(Data excerpts)
::::
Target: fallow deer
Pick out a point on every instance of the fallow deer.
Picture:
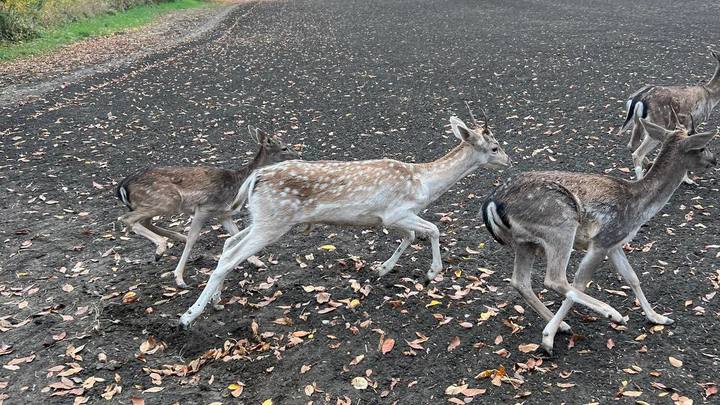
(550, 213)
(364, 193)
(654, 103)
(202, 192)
::::
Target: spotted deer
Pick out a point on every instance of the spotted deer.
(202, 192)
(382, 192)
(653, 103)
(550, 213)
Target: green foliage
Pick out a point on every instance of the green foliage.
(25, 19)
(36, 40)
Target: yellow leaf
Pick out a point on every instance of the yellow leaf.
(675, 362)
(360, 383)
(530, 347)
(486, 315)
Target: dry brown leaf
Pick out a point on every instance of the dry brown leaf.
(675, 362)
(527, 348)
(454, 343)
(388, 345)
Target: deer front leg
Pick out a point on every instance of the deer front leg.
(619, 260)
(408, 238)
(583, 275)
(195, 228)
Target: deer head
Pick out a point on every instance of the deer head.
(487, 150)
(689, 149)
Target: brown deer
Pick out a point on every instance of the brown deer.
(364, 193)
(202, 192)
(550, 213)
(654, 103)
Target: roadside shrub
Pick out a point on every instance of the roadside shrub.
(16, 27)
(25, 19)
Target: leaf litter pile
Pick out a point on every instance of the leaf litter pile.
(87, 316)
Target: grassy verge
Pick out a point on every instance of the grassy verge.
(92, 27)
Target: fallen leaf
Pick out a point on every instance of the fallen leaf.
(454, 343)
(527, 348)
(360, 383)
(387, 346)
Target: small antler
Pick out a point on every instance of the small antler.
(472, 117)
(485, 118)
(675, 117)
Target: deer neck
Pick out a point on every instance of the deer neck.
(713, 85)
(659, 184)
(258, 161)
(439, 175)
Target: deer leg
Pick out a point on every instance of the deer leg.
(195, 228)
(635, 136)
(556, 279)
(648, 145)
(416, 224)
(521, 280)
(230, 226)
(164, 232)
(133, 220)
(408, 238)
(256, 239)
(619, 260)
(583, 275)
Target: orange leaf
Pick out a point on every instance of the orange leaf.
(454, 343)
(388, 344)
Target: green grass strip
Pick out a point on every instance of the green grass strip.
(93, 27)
::::
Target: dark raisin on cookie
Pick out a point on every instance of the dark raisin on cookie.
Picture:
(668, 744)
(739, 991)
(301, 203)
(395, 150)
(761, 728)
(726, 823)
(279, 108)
::::
* _Your instructions_
In the entries above, count each line holding "raisin" and report the total and nothing more.

* _Written answer_
2